### ARTICOLO
# # # #

Giunto finalmente il 10 novembre andai a ritirare la mia copia personale, corsi a casa e iniziai a giocare. All’epoca (…) non c’era bisogno di installare i giochi, almeno sulla Xbox, quindi non si dovevano patire le pene dell’inferno per aspettare il download di quella decina di giga. Nel 2009 non ero ancora disilluso dalla campagna in singolo e ripresi con piacere l’epopea di Soap MacTavish, il Capitano Price e Ghost. Non ricordo tantissimo della campagna, che comunque mi piacque, ma ricordo alla perfezione le mini missioni. Era la risposta di Infinity Ward, i creatori della saga Modern Warfare, alla modalità Zombies di Treyarch, che si occuparono di World At War prima e dei Black Ops poi.
Queste missioni erano divertenti e tutte diverse tra loro, il livello di sfida era davvero alto e giocate con amici online erano la fine del mondo. Anche qui persi giorni su giorni per accumulare i 1000G e subito mi lanciai nel gioco online. Francamente non trovo parole per descrivere il mio attaccamento a questo gioco, quante migliaia di partite e centinaia di ore io abbia investito in quell’esperienza. Era sostanzialmente il primo Modern Warfare, ma meglio. Tantissime armi (Famas su tutti), esplosivi, perk, accessori e modalità, le mappe curatissime, tra cui Highrise la mia preferita in assoluto. Quello a cavallo tra il 2010 ed il 2012 fu la mia personale età dell’oro per quanto riguarda gli FPS.

# # # #

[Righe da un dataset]
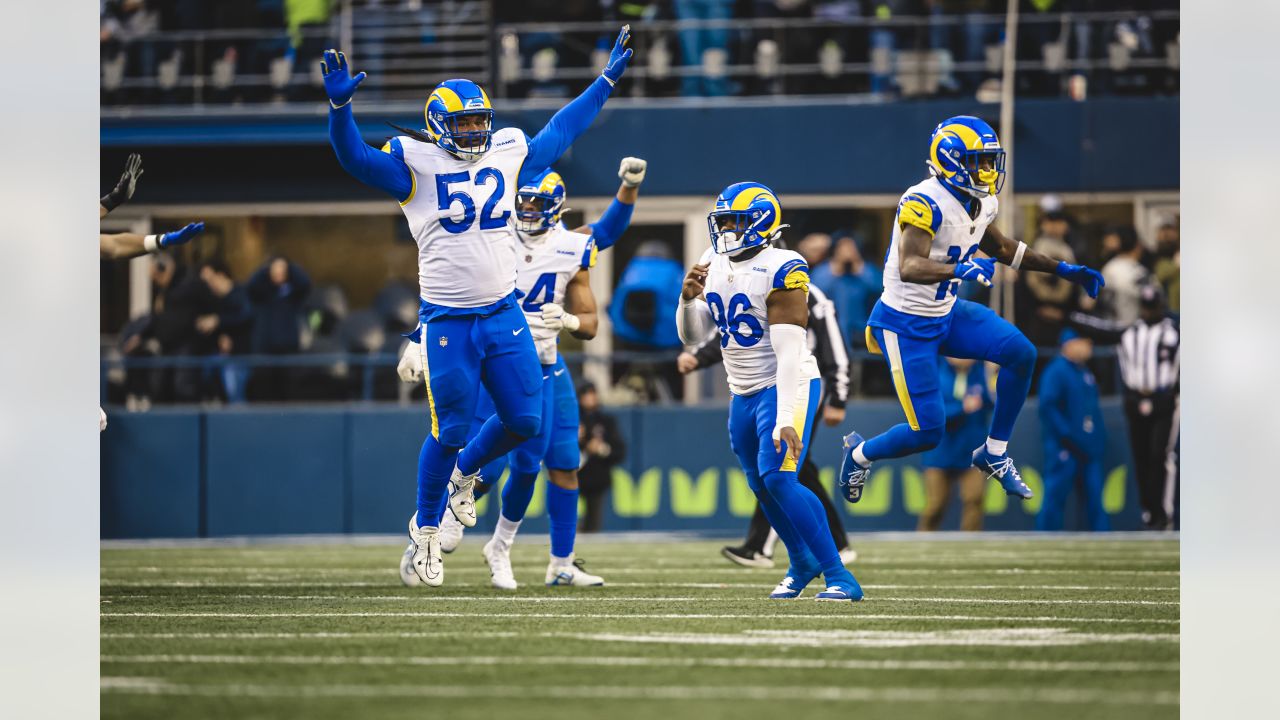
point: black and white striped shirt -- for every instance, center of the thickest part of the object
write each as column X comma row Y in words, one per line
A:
column 1148, row 356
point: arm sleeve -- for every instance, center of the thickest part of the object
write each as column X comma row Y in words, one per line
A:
column 831, row 355
column 611, row 226
column 383, row 171
column 563, row 128
column 709, row 352
column 693, row 322
column 789, row 342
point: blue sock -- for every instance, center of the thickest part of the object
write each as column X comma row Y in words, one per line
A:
column 562, row 511
column 493, row 441
column 809, row 520
column 434, row 466
column 516, row 493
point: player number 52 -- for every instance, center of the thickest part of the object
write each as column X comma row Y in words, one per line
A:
column 447, row 197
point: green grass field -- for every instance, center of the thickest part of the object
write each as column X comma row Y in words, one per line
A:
column 999, row 627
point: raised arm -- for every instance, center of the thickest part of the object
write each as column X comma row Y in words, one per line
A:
column 1018, row 255
column 572, row 119
column 617, row 217
column 384, row 171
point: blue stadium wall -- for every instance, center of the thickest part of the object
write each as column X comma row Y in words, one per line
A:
column 350, row 469
column 798, row 147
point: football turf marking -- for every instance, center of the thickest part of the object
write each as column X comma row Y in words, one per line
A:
column 826, row 616
column 627, row 661
column 901, row 695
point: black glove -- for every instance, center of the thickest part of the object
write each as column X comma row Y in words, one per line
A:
column 128, row 182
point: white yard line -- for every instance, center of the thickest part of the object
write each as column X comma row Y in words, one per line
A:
column 853, row 615
column 630, row 661
column 896, row 695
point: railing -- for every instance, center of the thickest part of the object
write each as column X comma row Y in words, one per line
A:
column 410, row 48
column 371, row 377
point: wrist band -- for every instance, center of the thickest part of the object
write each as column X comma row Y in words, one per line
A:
column 1018, row 255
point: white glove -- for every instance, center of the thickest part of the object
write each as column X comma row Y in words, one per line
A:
column 410, row 368
column 556, row 318
column 632, row 171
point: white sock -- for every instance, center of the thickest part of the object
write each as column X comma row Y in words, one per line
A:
column 859, row 458
column 506, row 531
column 769, row 542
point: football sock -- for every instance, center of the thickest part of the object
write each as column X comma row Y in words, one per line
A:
column 434, row 466
column 517, row 492
column 493, row 441
column 506, row 531
column 562, row 513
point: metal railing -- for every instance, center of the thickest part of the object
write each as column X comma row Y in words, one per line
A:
column 406, row 49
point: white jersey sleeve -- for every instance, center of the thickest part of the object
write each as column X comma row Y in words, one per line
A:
column 460, row 214
column 737, row 295
column 929, row 206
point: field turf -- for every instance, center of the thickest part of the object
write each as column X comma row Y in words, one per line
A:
column 952, row 627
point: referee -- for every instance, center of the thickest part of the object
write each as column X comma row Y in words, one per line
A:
column 1148, row 367
column 828, row 347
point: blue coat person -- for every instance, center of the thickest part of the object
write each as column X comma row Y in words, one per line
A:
column 1074, row 436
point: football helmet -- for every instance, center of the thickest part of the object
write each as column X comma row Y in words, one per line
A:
column 451, row 101
column 746, row 214
column 547, row 192
column 965, row 154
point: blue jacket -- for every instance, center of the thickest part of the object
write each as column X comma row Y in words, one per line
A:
column 965, row 432
column 1070, row 417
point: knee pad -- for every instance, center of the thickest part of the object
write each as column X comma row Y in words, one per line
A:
column 524, row 425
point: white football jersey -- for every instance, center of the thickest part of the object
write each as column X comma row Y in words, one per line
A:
column 547, row 263
column 460, row 214
column 736, row 294
column 929, row 206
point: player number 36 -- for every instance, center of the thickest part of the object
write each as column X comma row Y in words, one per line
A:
column 448, row 197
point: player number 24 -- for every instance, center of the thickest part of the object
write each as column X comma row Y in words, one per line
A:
column 731, row 320
column 447, row 197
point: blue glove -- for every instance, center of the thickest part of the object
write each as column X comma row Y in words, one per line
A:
column 618, row 58
column 979, row 269
column 179, row 237
column 1088, row 278
column 338, row 82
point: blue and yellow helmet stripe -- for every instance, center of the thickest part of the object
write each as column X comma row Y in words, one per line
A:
column 965, row 153
column 746, row 214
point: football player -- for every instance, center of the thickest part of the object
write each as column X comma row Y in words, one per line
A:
column 941, row 224
column 755, row 295
column 554, row 285
column 456, row 183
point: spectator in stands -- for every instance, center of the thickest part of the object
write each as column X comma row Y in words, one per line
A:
column 1124, row 274
column 1169, row 263
column 967, row 401
column 704, row 48
column 853, row 285
column 1046, row 300
column 603, row 449
column 1074, row 436
column 278, row 291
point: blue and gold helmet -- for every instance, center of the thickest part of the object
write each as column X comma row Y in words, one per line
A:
column 746, row 214
column 965, row 154
column 449, row 101
column 547, row 194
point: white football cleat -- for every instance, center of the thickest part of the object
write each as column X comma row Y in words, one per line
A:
column 561, row 573
column 462, row 500
column 426, row 561
column 451, row 533
column 498, row 557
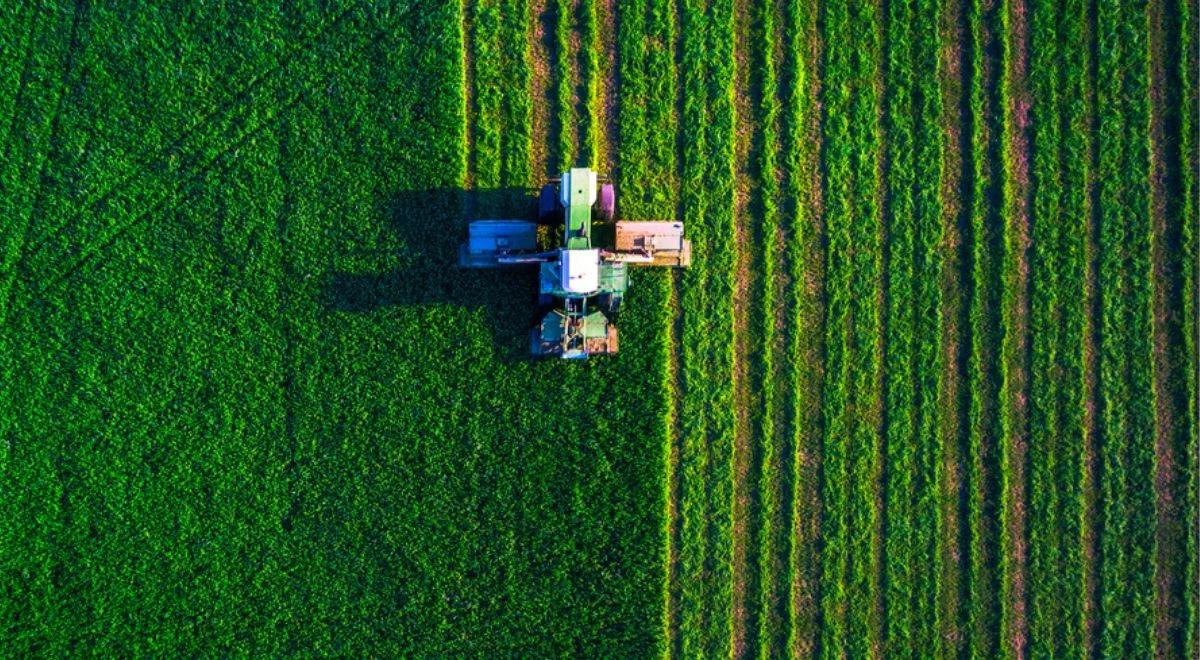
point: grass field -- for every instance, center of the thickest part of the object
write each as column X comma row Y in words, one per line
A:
column 928, row 388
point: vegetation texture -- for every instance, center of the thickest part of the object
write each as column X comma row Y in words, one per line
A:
column 928, row 389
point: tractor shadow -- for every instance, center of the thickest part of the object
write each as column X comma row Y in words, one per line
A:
column 427, row 228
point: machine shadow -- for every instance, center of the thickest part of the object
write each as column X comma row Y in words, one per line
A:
column 427, row 227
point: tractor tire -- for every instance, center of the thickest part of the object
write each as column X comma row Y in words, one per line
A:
column 549, row 210
column 606, row 203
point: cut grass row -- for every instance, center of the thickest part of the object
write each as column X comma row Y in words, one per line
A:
column 1060, row 82
column 707, row 407
column 804, row 256
column 1014, row 313
column 985, row 245
column 647, row 124
column 771, row 431
column 852, row 402
column 1126, row 351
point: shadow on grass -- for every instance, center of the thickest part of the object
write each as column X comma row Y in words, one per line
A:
column 431, row 225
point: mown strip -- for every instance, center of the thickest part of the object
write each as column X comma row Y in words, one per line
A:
column 803, row 219
column 1068, row 603
column 1014, row 327
column 642, row 120
column 953, row 333
column 1188, row 70
column 901, row 552
column 1126, row 348
column 707, row 327
column 564, row 84
column 1057, row 268
column 930, row 451
column 987, row 246
column 1171, row 433
column 773, row 565
column 852, row 406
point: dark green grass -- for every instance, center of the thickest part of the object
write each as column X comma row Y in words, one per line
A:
column 250, row 403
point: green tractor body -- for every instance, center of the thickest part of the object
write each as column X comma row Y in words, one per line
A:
column 580, row 285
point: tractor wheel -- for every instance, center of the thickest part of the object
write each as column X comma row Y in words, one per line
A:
column 606, row 203
column 549, row 210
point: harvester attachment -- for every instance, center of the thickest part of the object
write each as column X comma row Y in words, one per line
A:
column 654, row 244
column 574, row 331
column 498, row 243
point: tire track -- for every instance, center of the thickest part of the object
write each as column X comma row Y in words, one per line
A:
column 1015, row 327
column 807, row 257
column 744, row 507
column 954, row 394
column 1170, row 353
column 677, row 373
column 1092, row 520
column 70, row 69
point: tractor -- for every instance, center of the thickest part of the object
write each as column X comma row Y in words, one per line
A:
column 581, row 283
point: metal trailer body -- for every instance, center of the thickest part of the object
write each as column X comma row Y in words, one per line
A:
column 580, row 285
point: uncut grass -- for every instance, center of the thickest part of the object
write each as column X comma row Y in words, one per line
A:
column 1057, row 270
column 985, row 244
column 1125, row 361
column 647, row 126
column 804, row 257
column 852, row 444
column 707, row 409
column 298, row 411
column 773, row 552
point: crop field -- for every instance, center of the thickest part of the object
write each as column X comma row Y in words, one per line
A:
column 928, row 389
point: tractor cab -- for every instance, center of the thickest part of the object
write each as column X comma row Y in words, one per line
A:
column 580, row 285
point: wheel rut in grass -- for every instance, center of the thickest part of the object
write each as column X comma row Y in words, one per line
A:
column 675, row 365
column 954, row 393
column 1170, row 351
column 805, row 257
column 744, row 604
column 1092, row 520
column 1015, row 333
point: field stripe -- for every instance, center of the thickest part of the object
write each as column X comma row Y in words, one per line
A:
column 1187, row 67
column 745, row 511
column 1126, row 351
column 1014, row 327
column 987, row 245
column 928, row 275
column 852, row 448
column 562, row 77
column 900, row 552
column 190, row 145
column 1169, row 253
column 18, row 59
column 805, row 259
column 41, row 111
column 695, row 575
column 774, row 465
column 1092, row 519
column 1073, row 435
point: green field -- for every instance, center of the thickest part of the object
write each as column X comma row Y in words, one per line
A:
column 929, row 387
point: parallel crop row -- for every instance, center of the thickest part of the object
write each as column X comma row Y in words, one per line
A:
column 804, row 329
column 1125, row 361
column 983, row 604
column 773, row 569
column 852, row 400
column 707, row 412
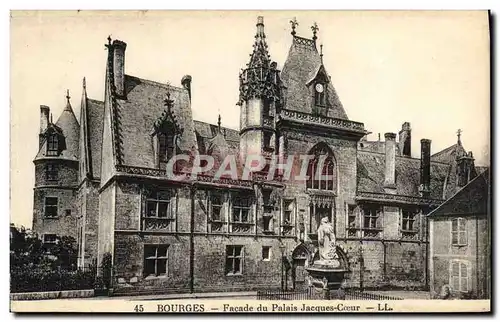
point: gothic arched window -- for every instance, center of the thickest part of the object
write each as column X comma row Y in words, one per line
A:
column 166, row 132
column 166, row 147
column 321, row 169
column 319, row 94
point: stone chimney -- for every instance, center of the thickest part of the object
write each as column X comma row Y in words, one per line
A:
column 44, row 123
column 425, row 167
column 465, row 167
column 186, row 83
column 405, row 140
column 390, row 160
column 119, row 67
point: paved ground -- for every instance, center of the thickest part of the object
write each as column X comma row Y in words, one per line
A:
column 409, row 295
column 227, row 295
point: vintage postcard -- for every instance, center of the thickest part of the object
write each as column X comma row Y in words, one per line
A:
column 250, row 161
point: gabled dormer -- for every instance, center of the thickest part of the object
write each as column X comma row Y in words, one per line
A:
column 318, row 87
column 61, row 139
column 308, row 85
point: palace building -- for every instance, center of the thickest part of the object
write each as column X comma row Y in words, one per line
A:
column 104, row 180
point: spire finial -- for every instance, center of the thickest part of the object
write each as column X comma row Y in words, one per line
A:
column 315, row 30
column 294, row 24
column 260, row 28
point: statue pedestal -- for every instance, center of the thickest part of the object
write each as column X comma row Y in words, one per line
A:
column 326, row 278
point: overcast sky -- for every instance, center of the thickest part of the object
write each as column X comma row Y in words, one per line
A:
column 428, row 68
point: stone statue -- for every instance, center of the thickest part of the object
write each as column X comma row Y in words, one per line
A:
column 327, row 244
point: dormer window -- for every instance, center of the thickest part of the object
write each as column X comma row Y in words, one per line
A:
column 319, row 94
column 52, row 145
column 166, row 148
column 166, row 132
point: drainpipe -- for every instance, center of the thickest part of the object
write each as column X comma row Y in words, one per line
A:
column 191, row 241
column 477, row 256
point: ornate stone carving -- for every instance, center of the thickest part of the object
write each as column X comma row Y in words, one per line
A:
column 217, row 226
column 322, row 120
column 390, row 198
column 287, row 230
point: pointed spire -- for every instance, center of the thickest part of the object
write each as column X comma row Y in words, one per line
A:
column 315, row 30
column 68, row 104
column 294, row 24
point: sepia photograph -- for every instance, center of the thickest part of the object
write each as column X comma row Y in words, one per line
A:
column 250, row 161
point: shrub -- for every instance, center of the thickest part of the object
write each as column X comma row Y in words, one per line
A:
column 43, row 280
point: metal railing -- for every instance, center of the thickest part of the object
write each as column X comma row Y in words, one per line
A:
column 358, row 295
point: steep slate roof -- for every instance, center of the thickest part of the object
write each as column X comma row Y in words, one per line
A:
column 371, row 172
column 472, row 199
column 449, row 154
column 213, row 142
column 138, row 113
column 68, row 125
column 301, row 66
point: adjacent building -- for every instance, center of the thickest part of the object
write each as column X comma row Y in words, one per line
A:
column 163, row 234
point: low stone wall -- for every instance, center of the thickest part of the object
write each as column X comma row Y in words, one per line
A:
column 51, row 295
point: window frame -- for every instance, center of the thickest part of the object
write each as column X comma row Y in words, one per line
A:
column 51, row 172
column 52, row 145
column 292, row 203
column 166, row 146
column 460, row 278
column 320, row 97
column 45, row 242
column 459, row 233
column 51, row 206
column 156, row 259
column 231, row 257
column 212, row 195
column 267, row 138
column 313, row 182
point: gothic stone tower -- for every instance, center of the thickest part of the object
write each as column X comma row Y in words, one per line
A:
column 56, row 175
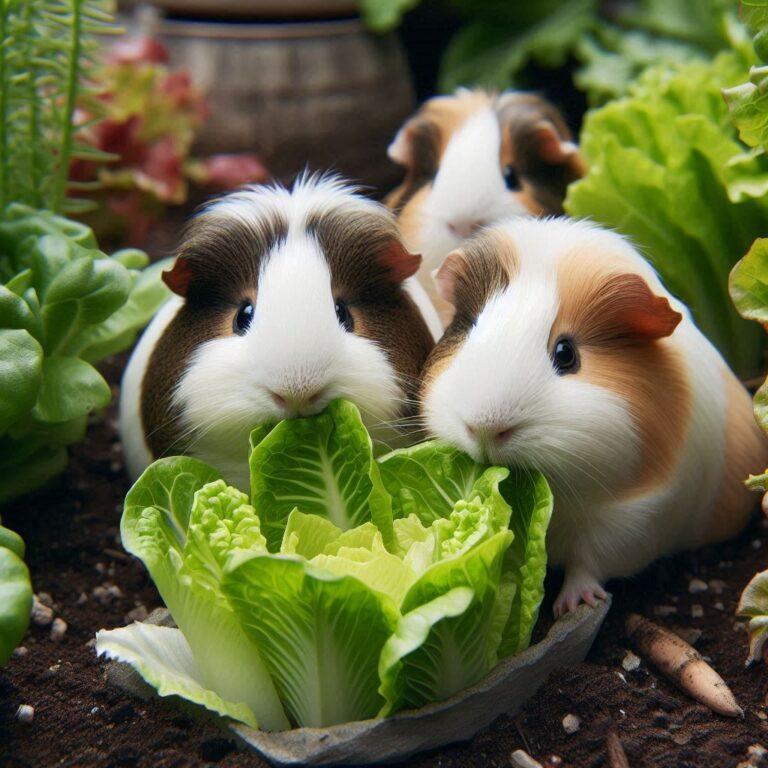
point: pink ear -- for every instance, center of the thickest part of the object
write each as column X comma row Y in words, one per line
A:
column 400, row 262
column 551, row 147
column 630, row 307
column 446, row 274
column 179, row 277
column 400, row 149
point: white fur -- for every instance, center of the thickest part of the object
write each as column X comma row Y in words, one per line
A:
column 579, row 435
column 468, row 190
column 294, row 346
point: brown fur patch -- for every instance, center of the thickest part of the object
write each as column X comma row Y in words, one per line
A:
column 647, row 373
column 358, row 247
column 746, row 451
column 483, row 266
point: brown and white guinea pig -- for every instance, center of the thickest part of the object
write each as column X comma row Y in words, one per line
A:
column 472, row 158
column 286, row 300
column 567, row 354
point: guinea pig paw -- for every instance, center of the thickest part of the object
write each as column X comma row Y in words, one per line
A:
column 576, row 590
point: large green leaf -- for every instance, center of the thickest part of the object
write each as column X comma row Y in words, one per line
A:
column 319, row 634
column 21, row 363
column 659, row 172
column 321, row 465
column 428, row 479
column 70, row 388
column 15, row 598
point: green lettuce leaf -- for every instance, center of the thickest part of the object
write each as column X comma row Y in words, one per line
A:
column 15, row 593
column 321, row 465
column 319, row 634
column 452, row 624
column 184, row 522
column 162, row 656
column 660, row 173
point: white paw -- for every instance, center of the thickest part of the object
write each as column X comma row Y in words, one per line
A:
column 580, row 588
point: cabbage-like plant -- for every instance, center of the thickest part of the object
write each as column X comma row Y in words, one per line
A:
column 344, row 587
column 64, row 304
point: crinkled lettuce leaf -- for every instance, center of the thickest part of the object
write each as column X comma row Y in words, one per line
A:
column 184, row 522
column 15, row 593
column 320, row 635
column 659, row 172
column 321, row 465
column 754, row 606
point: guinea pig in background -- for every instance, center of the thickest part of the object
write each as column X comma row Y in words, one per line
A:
column 473, row 158
column 567, row 354
column 285, row 301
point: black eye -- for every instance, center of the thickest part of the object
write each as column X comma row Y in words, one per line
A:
column 243, row 318
column 564, row 357
column 511, row 179
column 345, row 316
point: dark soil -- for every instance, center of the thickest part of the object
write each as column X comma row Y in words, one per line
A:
column 71, row 530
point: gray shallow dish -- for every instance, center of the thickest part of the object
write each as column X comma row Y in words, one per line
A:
column 386, row 740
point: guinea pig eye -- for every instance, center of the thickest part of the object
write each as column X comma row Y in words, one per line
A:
column 344, row 316
column 565, row 358
column 243, row 318
column 511, row 179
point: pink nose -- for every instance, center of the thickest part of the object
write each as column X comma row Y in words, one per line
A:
column 296, row 401
column 464, row 229
column 494, row 434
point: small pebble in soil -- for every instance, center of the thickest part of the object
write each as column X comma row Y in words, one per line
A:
column 697, row 585
column 521, row 759
column 42, row 615
column 216, row 749
column 58, row 630
column 691, row 635
column 25, row 713
column 630, row 662
column 717, row 586
column 571, row 724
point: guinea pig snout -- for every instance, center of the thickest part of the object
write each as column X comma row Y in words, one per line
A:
column 490, row 435
column 464, row 228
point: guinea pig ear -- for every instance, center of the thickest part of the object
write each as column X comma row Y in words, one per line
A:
column 551, row 147
column 445, row 276
column 179, row 277
column 631, row 310
column 400, row 262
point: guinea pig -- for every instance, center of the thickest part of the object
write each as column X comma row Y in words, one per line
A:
column 285, row 301
column 472, row 158
column 567, row 354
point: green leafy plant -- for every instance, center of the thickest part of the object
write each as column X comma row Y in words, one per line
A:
column 667, row 169
column 345, row 587
column 64, row 304
column 15, row 593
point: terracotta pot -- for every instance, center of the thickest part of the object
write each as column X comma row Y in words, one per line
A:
column 322, row 94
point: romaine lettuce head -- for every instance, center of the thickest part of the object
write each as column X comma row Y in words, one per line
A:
column 321, row 465
column 307, row 603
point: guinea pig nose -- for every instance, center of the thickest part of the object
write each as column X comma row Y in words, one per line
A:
column 463, row 228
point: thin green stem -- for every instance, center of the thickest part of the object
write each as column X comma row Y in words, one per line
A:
column 72, row 89
column 4, row 118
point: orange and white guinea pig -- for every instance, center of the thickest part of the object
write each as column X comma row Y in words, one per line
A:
column 567, row 354
column 472, row 158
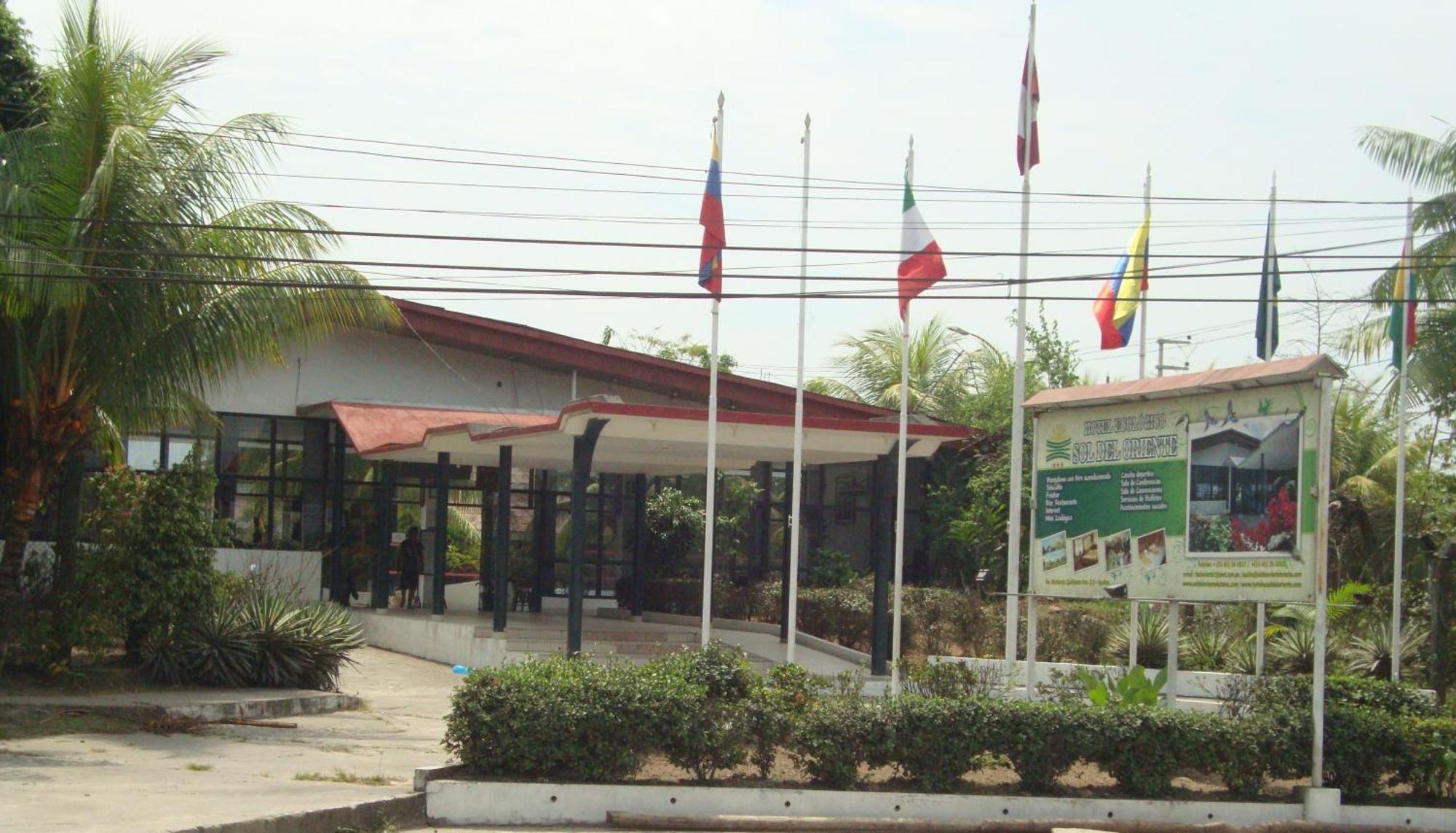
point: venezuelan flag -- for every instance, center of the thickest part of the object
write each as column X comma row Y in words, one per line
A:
column 711, row 218
column 1116, row 307
column 1403, row 308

# # # #

### COSA FARAI
Aggiorna il tratto dell'articolo che va da "Giunto finalmente il" fino a "Black Ops poi.", mettendo "PlayStation 3" al posto di "Xbox".

### SOLUZIONE
Giunto finalmente il 10 novembre andai a ritirare la mia copia personale, corsi a casa e iniziai a giocare. All’epoca (…) non c’era bisogno di installare i giochi, almeno sulla PlayStation 3, quindi non si dovevano patire le pene dell’inferno per aspettare il download di quella decina di giga. Nel 2009 non ero ancora disilluso dalla campagna in singolo e ripresi con piacere l’epopea di Soap MacTavish, il Capitano Price e Ghost. Non ricordo tantissimo della campagna, che comunque mi piacque, ma ricordo alla perfezione le mini missioni. Era la risposta di Infinity Ward, i creatori della saga Modern Warfare, alla modalità Zombies di Treyarch, che si occuparono di World At War prima e dei Black Ops poi.